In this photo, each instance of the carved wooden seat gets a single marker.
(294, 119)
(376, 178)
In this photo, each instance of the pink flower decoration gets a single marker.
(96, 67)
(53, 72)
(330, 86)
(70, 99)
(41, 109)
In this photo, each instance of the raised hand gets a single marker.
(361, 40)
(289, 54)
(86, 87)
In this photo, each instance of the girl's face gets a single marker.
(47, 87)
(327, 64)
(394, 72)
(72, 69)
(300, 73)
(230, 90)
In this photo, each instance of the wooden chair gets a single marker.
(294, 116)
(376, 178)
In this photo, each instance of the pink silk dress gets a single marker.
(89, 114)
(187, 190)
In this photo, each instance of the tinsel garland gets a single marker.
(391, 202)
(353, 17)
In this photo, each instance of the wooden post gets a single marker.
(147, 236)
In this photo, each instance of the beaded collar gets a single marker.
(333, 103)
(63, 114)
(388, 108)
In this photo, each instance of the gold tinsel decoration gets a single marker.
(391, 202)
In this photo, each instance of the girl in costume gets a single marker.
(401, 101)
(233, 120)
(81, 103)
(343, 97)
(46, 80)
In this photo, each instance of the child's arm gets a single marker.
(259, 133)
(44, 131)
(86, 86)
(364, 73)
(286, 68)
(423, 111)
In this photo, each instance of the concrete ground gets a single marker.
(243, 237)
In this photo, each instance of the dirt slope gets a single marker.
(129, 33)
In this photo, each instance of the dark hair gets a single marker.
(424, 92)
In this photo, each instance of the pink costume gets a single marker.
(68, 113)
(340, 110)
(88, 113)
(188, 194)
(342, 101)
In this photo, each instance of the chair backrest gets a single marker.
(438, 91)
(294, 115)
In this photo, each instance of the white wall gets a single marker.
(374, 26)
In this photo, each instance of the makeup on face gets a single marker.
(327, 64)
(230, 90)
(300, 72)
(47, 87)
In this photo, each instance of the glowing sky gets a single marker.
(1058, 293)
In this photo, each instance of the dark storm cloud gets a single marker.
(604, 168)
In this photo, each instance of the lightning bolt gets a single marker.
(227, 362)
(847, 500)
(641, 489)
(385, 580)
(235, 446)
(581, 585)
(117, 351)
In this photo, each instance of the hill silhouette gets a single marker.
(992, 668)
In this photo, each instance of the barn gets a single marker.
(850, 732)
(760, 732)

- - - - - - -

Present every item above as a numbered list, omitting any blank lines.

1. In this photo, each instance of the carved wooden seat gets a single marker.
2. (294, 119)
3. (376, 178)
4. In this photo, each instance of the pink flower decoration gets a single marker.
5. (96, 67)
6. (53, 72)
7. (330, 86)
8. (70, 99)
9. (41, 109)
10. In this photo, each instance of the raised hand gets a single marker.
11. (361, 40)
12. (289, 54)
13. (86, 87)
14. In this photo, each instance of the girl's face gets a single marker.
15. (47, 87)
16. (327, 64)
17. (394, 72)
18. (72, 69)
19. (300, 73)
20. (230, 90)
21. In this photo, each instance of the wooden chair gets a single marker.
22. (294, 116)
23. (376, 178)
24. In this photo, each instance of the pink silk dress gets a single marker.
25. (89, 114)
26. (187, 190)
27. In this photo, each instance of the tinsel garland gets a single marker.
28. (391, 202)
29. (353, 17)
30. In this photo, each instance of the wooden post gets a single marker.
31. (147, 236)
32. In this photo, each instance of the beaded collar gets a single marker.
33. (333, 103)
34. (63, 114)
35. (388, 108)
36. In this photo, each instance of the gold tinsel decoration gets a single marker.
37. (391, 202)
38. In this photo, each instance of the girl in costume gets a single marker.
39. (401, 101)
40. (233, 120)
41. (81, 103)
42. (343, 97)
43. (46, 80)
44. In this photo, each instance of the child's arm gets a single marker.
45. (259, 133)
46. (44, 131)
47. (86, 86)
48. (364, 73)
49. (286, 68)
50. (423, 111)
51. In this photo, each instance of the concrete ground gets a single marker.
52. (243, 237)
53. In this photo, each instance of the dirt slope gets a single marker.
54. (129, 33)
55. In this photo, each instance of the dark hair gets a single marker.
56. (424, 92)
57. In this photo, each instance of the pink costume gets a single marker.
58. (68, 113)
59. (340, 110)
60. (88, 113)
61. (188, 194)
62. (342, 101)
63. In this photo, each instance of the chair backrest gets a single marker.
64. (438, 91)
65. (294, 115)
66. In this photo, each instance of the white wall gets a single marker.
67. (374, 26)
68. In this photo, each instance of the makeup on face gets a single marker.
69. (327, 64)
70. (230, 90)
71. (300, 72)
72. (47, 87)
73. In this photo, each instance of the glowing sky gets a single marker.
74. (1058, 293)
75. In this photo, each instance of the dark storm cloud gets a single marker.
76. (604, 168)
77. In this photo, each instance of the lightning bolt gets a single marker.
78. (227, 362)
79. (847, 500)
80. (641, 489)
81. (385, 580)
82. (235, 446)
83. (581, 585)
84. (117, 351)
85. In this photo, each instance of the hill silhouette gets a single marker.
86. (992, 668)
87. In this photo, each instance of the barn gets a single marker.
88. (850, 732)
89. (760, 732)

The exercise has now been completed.